- Items from a data source -

-- start --

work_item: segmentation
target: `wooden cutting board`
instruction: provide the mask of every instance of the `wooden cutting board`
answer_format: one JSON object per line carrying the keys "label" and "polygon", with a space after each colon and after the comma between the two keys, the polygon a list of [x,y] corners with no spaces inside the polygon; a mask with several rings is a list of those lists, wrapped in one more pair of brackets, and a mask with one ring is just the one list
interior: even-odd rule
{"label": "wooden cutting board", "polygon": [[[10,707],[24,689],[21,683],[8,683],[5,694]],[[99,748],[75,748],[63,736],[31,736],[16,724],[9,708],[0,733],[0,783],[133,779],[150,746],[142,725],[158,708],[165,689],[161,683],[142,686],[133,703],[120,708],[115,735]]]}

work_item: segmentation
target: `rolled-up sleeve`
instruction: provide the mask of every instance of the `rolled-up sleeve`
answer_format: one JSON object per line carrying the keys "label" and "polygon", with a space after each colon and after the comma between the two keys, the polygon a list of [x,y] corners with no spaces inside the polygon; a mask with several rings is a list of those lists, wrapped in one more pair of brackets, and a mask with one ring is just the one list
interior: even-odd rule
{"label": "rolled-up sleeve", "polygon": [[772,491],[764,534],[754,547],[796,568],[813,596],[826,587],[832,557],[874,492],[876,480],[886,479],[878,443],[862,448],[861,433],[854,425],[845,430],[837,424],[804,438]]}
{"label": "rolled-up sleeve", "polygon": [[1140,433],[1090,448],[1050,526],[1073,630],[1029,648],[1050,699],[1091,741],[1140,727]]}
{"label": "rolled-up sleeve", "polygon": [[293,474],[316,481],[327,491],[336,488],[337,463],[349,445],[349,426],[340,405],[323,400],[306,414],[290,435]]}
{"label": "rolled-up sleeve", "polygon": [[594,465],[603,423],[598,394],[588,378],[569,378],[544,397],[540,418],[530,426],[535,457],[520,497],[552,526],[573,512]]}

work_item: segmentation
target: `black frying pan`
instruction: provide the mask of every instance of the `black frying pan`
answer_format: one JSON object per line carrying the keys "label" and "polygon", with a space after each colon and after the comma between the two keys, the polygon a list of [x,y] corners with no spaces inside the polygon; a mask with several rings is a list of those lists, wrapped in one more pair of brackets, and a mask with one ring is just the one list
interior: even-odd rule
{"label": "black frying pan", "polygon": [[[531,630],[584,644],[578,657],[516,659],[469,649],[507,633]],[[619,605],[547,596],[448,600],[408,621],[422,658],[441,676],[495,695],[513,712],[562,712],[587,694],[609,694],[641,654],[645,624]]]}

-- end --

- PROBLEM STATEMENT -
Please gather every line of the records that contains the string "instance" and copy each one out. Case counts.

- FINAL RESULT -
instruction: provide the mask of every instance of the `wooden cutting board`
instruction: provide the mask of every instance of the `rolled-up sleeve`
instruction: provide the mask of every instance of the `black frying pan`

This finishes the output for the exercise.